Task description: In the text about Abey's Navy football seasons, what was the final score of the 2016 Armed Forces Bowl against Louisiana Tech?

[Opening Supplied text section]

Abey began the 2016 season sitting behind Smith and Worth, but moved to second string after Smith suffered a season-ending injury in the season opener against Fordham and Worth became the starter. He appeared in the games the team played against East Carolina and SMU, performing mop-up duty during the large Navy wins. During the 2016 American Athletic Conference Football Championship Game, Worth injured his foot and Abey took over for the rest of the game. The Midshipmen lost 34–10 to the Temple Owls. Abey was the starter for the Army–Navy Game, where the Midshipmen lost 21–17 to their arch rival the Army Black Knights for the first time since 2001. He also started for the 2016 Armed Forces Bowl, where Navy lost 48–45 to Louisiana Tech.

===2017 season===
Abey, now a junior, earned the spot of starting quarterback. In his third career start against Florida Atlantic, Abey rushed for 200 yards and passed for 100 yards. This achievement made it the first time in Naval Academy history that a Midshipmen quarterback has done so in a single game. He was named the AAC Co-Offensive Player of the Week.

[Closing Supplied text section]
[Opening Records section]

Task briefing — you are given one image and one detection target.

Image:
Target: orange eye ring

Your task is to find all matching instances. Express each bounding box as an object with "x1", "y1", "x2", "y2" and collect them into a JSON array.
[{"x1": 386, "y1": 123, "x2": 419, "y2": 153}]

[Closing Records section]

The answer: Navy lost 48–45 to Louisiana Tech.